WRITTEN PROBLEM: Copy out the records from the line containing "outline white fence, every instance" through the line containing "M 766 306 L", both included, reproducing each line verbatim. Omit the pictures from your answer.

EXTRACTED ENTRIES:
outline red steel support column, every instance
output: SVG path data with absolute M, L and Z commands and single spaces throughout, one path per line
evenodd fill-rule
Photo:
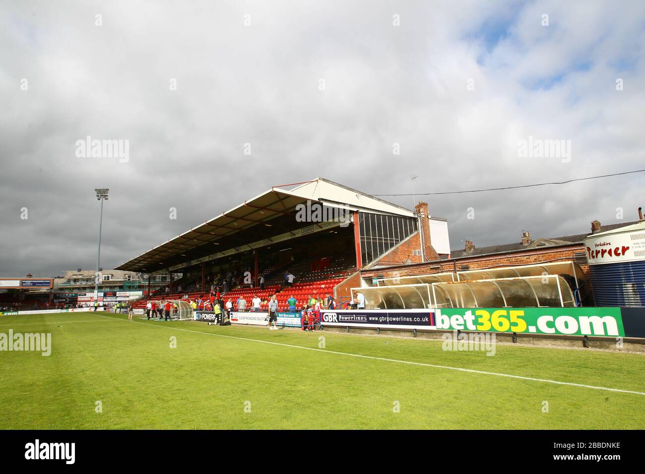
M 354 247 L 356 249 L 356 269 L 362 268 L 361 257 L 361 229 L 359 228 L 359 213 L 354 212 Z
M 254 273 L 255 273 L 255 282 L 253 284 L 253 286 L 257 286 L 257 279 L 258 279 L 258 278 L 260 276 L 259 275 L 257 274 L 257 271 L 258 271 L 257 270 L 257 268 L 258 268 L 257 267 L 257 250 L 253 250 L 253 256 L 255 257 L 255 266 L 254 266 L 254 269 L 253 269 Z
M 206 262 L 202 262 L 202 292 L 206 291 Z

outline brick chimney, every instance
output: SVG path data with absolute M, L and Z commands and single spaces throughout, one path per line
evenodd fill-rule
M 432 239 L 430 236 L 430 221 L 428 214 L 428 202 L 419 201 L 419 204 L 414 206 L 414 210 L 417 215 L 421 219 L 421 231 L 419 235 L 423 239 L 424 252 L 426 254 L 426 260 L 439 260 L 439 256 L 432 246 Z
M 531 239 L 531 232 L 528 229 L 522 231 L 522 245 L 524 246 L 530 245 L 533 241 Z
M 464 241 L 464 250 L 466 253 L 475 250 L 475 245 L 473 244 L 472 241 Z

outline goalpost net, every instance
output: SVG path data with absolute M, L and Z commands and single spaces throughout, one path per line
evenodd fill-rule
M 193 308 L 186 301 L 181 299 L 164 300 L 161 302 L 162 308 L 164 307 L 166 301 L 172 305 L 170 308 L 170 317 L 172 319 L 181 321 L 193 319 Z

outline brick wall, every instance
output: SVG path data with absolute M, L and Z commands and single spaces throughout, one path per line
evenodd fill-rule
M 430 235 L 430 221 L 428 219 L 428 202 L 419 201 L 414 206 L 417 213 L 421 216 L 421 232 L 422 233 L 424 250 L 426 260 L 438 260 L 439 255 L 432 246 L 432 236 Z
M 400 265 L 404 264 L 410 259 L 411 263 L 421 263 L 421 256 L 412 255 L 413 250 L 421 248 L 421 241 L 419 232 L 415 232 L 404 241 L 391 248 L 385 255 L 377 259 L 372 265 Z
M 448 259 L 428 262 L 417 265 L 395 265 L 380 270 L 364 270 L 364 278 L 375 277 L 379 275 L 388 277 L 423 275 L 424 273 L 442 273 L 460 270 L 461 265 L 468 265 L 468 270 L 491 268 L 494 267 L 531 265 L 550 261 L 574 260 L 574 254 L 584 252 L 582 244 L 550 247 L 541 249 L 527 249 L 521 252 L 513 252 L 494 255 L 473 256 L 459 259 Z M 456 265 L 456 266 L 455 266 Z M 589 277 L 589 265 L 581 264 L 580 268 L 586 277 Z
M 352 273 L 333 288 L 333 297 L 339 303 L 344 302 L 352 297 L 352 288 L 361 286 L 361 272 Z

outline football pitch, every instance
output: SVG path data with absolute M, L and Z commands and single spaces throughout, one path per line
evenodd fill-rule
M 51 354 L 0 352 L 5 430 L 645 428 L 642 354 L 108 313 L 0 317 L 10 330 L 50 333 Z

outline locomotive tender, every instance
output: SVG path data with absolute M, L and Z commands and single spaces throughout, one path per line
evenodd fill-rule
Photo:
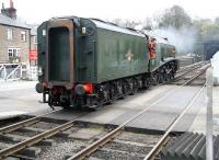
M 172 79 L 175 47 L 96 19 L 57 18 L 37 30 L 38 81 L 50 106 L 96 107 Z

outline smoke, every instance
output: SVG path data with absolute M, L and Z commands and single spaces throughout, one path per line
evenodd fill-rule
M 159 28 L 154 31 L 159 37 L 168 38 L 169 43 L 174 45 L 177 53 L 185 55 L 194 53 L 197 39 L 197 30 L 193 26 L 183 26 L 180 30 L 169 26 L 168 28 Z

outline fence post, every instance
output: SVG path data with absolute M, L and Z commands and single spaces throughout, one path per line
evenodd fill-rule
M 3 66 L 3 79 L 7 81 L 7 66 Z
M 206 71 L 207 84 L 207 114 L 206 114 L 206 159 L 214 160 L 214 144 L 212 144 L 212 67 Z

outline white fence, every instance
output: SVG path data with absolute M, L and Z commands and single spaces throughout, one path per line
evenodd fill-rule
M 0 81 L 37 80 L 37 67 L 26 64 L 0 64 Z

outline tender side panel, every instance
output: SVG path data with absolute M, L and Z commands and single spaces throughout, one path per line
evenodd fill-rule
M 38 50 L 38 67 L 42 68 L 42 76 L 38 76 L 38 81 L 43 82 L 45 76 L 45 60 L 46 60 L 46 28 L 47 22 L 44 22 L 37 28 L 37 50 Z
M 49 30 L 49 80 L 70 81 L 70 46 L 67 27 Z
M 145 37 L 97 28 L 97 82 L 148 71 Z
M 95 25 L 88 19 L 81 19 L 81 26 L 87 33 L 74 27 L 74 56 L 76 56 L 76 82 L 96 82 L 95 68 Z

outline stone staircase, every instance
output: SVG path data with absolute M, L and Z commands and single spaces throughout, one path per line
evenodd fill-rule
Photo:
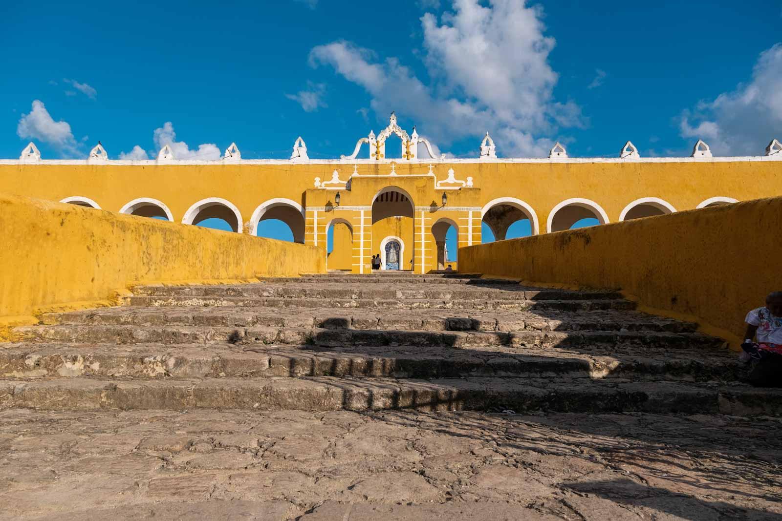
M 734 353 L 610 291 L 457 274 L 137 287 L 0 347 L 0 408 L 779 416 Z

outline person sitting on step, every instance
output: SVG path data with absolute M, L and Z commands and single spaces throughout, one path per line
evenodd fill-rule
M 766 306 L 752 309 L 744 321 L 741 359 L 754 364 L 748 381 L 755 387 L 782 387 L 782 291 L 769 294 Z

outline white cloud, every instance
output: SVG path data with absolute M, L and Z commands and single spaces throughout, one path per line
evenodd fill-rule
M 292 99 L 301 105 L 306 112 L 312 112 L 320 107 L 328 107 L 323 101 L 323 95 L 326 92 L 326 86 L 324 84 L 314 84 L 307 81 L 307 88 L 299 91 L 298 93 L 286 94 L 285 98 Z
M 90 87 L 87 84 L 80 84 L 76 80 L 68 80 L 67 78 L 63 78 L 63 81 L 68 84 L 69 85 L 71 85 L 74 88 L 75 88 L 77 91 L 84 95 L 90 99 L 95 99 L 95 97 L 98 95 L 98 91 L 95 90 L 93 87 Z M 66 91 L 65 94 L 67 96 L 76 95 L 76 93 L 74 92 L 73 91 Z
M 782 135 L 782 44 L 762 52 L 752 80 L 680 118 L 683 137 L 703 139 L 719 155 L 759 155 Z
M 197 150 L 190 150 L 187 143 L 178 141 L 177 133 L 174 132 L 174 125 L 170 121 L 167 121 L 163 127 L 155 129 L 152 141 L 155 141 L 157 150 L 163 148 L 166 145 L 170 146 L 174 151 L 174 157 L 177 159 L 214 160 L 222 157 L 220 148 L 214 143 L 204 143 L 198 145 Z
M 586 86 L 588 89 L 597 88 L 603 84 L 603 80 L 605 80 L 605 71 L 601 69 L 595 69 L 594 80 L 592 80 L 592 83 Z
M 540 156 L 553 140 L 536 135 L 583 124 L 578 105 L 553 99 L 558 75 L 547 59 L 554 41 L 543 35 L 540 8 L 518 0 L 454 4 L 439 23 L 431 13 L 421 19 L 430 84 L 398 59 L 379 61 L 347 41 L 315 47 L 310 62 L 363 87 L 376 112 L 396 109 L 443 144 L 488 130 L 505 155 Z
M 16 134 L 22 139 L 37 139 L 68 154 L 77 151 L 76 139 L 66 121 L 55 121 L 40 100 L 33 101 L 32 110 L 22 114 L 16 126 Z
M 133 147 L 133 149 L 127 152 L 120 152 L 120 159 L 149 159 L 149 156 L 147 155 L 146 151 L 138 145 Z

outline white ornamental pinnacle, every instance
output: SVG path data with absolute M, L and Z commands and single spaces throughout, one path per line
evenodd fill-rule
M 769 146 L 766 147 L 766 155 L 782 156 L 782 143 L 780 143 L 779 140 L 772 139 Z
M 226 161 L 239 161 L 242 159 L 242 152 L 239 152 L 239 148 L 236 146 L 235 143 L 231 143 L 228 148 L 225 149 L 225 153 L 223 154 L 223 159 Z
M 698 143 L 692 149 L 692 157 L 712 157 L 712 149 L 702 139 L 698 140 Z
M 168 144 L 163 145 L 163 148 L 160 148 L 160 152 L 157 154 L 157 160 L 165 162 L 173 161 L 174 159 L 174 151 L 171 150 L 171 147 Z
M 98 141 L 98 145 L 92 148 L 90 151 L 90 155 L 87 156 L 87 162 L 101 162 L 103 161 L 109 160 L 109 155 L 106 152 L 106 148 L 103 145 Z
M 494 140 L 491 138 L 491 136 L 489 135 L 488 132 L 486 132 L 486 135 L 483 136 L 483 141 L 481 141 L 480 159 L 497 159 L 497 147 L 494 146 Z
M 37 162 L 41 161 L 41 152 L 38 148 L 32 141 L 24 147 L 22 155 L 19 156 L 19 160 L 23 162 Z
M 293 143 L 293 153 L 291 154 L 291 161 L 309 161 L 310 156 L 307 155 L 307 144 L 301 136 L 299 136 Z
M 625 146 L 622 148 L 622 152 L 619 152 L 619 157 L 622 159 L 637 159 L 640 157 L 640 154 L 638 153 L 638 149 L 636 148 L 636 146 L 633 145 L 632 141 L 627 141 L 625 143 Z
M 559 141 L 557 141 L 557 144 L 551 148 L 551 152 L 548 153 L 549 159 L 565 159 L 567 157 L 568 151 Z

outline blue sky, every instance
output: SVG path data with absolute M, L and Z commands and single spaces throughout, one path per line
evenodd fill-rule
M 455 156 L 760 155 L 782 2 L 27 2 L 0 12 L 0 157 L 311 158 L 400 123 Z M 167 123 L 169 124 L 167 125 Z

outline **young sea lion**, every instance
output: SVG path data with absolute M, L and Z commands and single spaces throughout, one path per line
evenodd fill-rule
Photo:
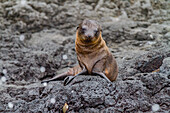
M 107 81 L 116 80 L 118 66 L 102 38 L 102 30 L 98 22 L 86 19 L 77 27 L 75 49 L 79 64 L 43 82 L 66 77 L 64 85 L 67 85 L 81 74 L 97 74 Z

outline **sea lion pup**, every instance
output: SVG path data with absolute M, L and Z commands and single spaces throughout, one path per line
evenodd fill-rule
M 66 77 L 64 85 L 67 85 L 81 74 L 99 75 L 107 81 L 116 80 L 118 66 L 102 38 L 102 30 L 98 22 L 86 19 L 79 24 L 76 32 L 75 49 L 79 65 L 43 82 Z

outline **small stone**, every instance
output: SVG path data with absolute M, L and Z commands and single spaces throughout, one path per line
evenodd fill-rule
M 66 60 L 67 59 L 67 55 L 63 55 L 63 59 Z
M 7 70 L 6 70 L 6 69 L 3 69 L 3 70 L 2 70 L 2 73 L 3 73 L 4 75 L 6 75 L 6 74 L 7 74 Z
M 55 98 L 51 98 L 50 102 L 51 102 L 52 104 L 54 104 L 54 103 L 55 103 Z
M 2 82 L 6 82 L 6 77 L 4 77 L 4 76 L 1 77 L 1 81 L 2 81 Z
M 20 39 L 20 41 L 24 41 L 24 40 L 25 40 L 25 36 L 24 36 L 24 35 L 21 35 L 21 36 L 19 37 L 19 39 Z
M 26 5 L 27 4 L 27 1 L 26 0 L 21 0 L 21 5 Z
M 158 104 L 152 105 L 152 111 L 153 111 L 153 112 L 156 112 L 156 111 L 158 111 L 159 109 L 160 109 L 160 107 L 159 107 Z
M 13 104 L 12 102 L 9 102 L 9 103 L 8 103 L 8 107 L 9 107 L 10 109 L 12 109 L 12 108 L 14 107 L 14 104 Z
M 47 86 L 47 82 L 44 82 L 43 85 L 44 85 L 44 86 Z
M 153 35 L 150 34 L 151 39 L 153 39 Z
M 45 67 L 40 67 L 40 71 L 42 72 L 42 73 L 44 73 L 45 72 Z

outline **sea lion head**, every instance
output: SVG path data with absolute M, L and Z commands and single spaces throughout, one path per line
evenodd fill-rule
M 101 26 L 95 20 L 85 19 L 77 27 L 77 35 L 85 43 L 95 42 L 101 37 Z

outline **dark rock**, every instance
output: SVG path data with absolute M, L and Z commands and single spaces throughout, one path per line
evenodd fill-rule
M 169 6 L 168 0 L 1 0 L 0 77 L 7 81 L 0 80 L 0 112 L 60 113 L 65 103 L 69 113 L 154 112 L 154 104 L 170 112 Z M 76 26 L 85 18 L 101 23 L 117 80 L 85 75 L 67 86 L 43 86 L 41 80 L 77 64 Z

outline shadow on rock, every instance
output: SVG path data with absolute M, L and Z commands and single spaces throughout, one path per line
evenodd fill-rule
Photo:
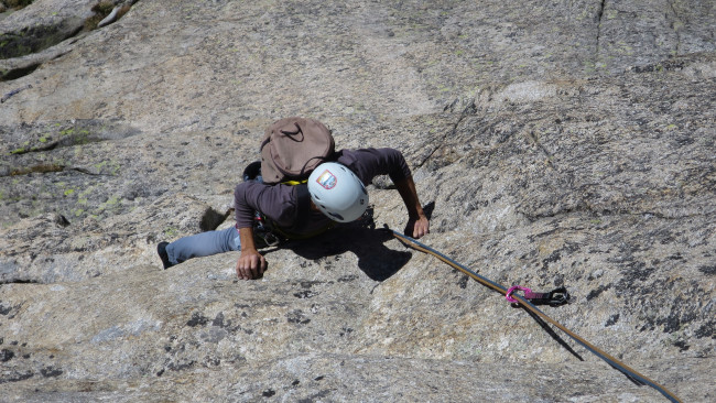
M 283 247 L 308 260 L 352 252 L 358 257 L 358 268 L 368 277 L 384 281 L 404 266 L 412 253 L 386 247 L 393 236 L 375 227 L 370 217 L 368 222 L 341 225 L 318 237 L 286 242 Z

RIGHT ANSWER:
outline white fence, every instance
output: SVG path data with absolute M, L and Z commands and single spaces throughout, one path per line
evenodd fill-rule
M 0 81 L 37 80 L 37 67 L 26 64 L 0 64 Z

outline tender side panel, every instance
output: SVG path data with absolute M, L and Z commands and single spaces throughout, one path per line
evenodd fill-rule
M 38 50 L 38 67 L 42 68 L 42 76 L 38 76 L 38 81 L 43 82 L 45 76 L 45 60 L 46 60 L 46 28 L 47 22 L 44 22 L 37 28 L 37 50 Z
M 49 30 L 49 80 L 70 81 L 70 46 L 67 27 Z
M 145 37 L 97 28 L 97 82 L 148 71 Z
M 95 25 L 88 19 L 81 19 L 81 26 L 87 33 L 74 27 L 74 56 L 76 56 L 76 82 L 96 82 L 95 68 Z

outline stone staircase, every instance
output: SVG path data with absolute M, L and Z commands and single spaces throughout, one path per line
evenodd fill-rule
Photo:
M 734 353 L 610 291 L 457 274 L 137 287 L 0 347 L 0 408 L 779 416 Z

outline person sitting on step, every instance
output: SVG path data with absolute M, L and Z commands and single spaces throughout, one path per line
evenodd fill-rule
M 766 306 L 752 309 L 744 321 L 741 359 L 754 364 L 748 381 L 755 387 L 782 387 L 782 291 L 769 294 Z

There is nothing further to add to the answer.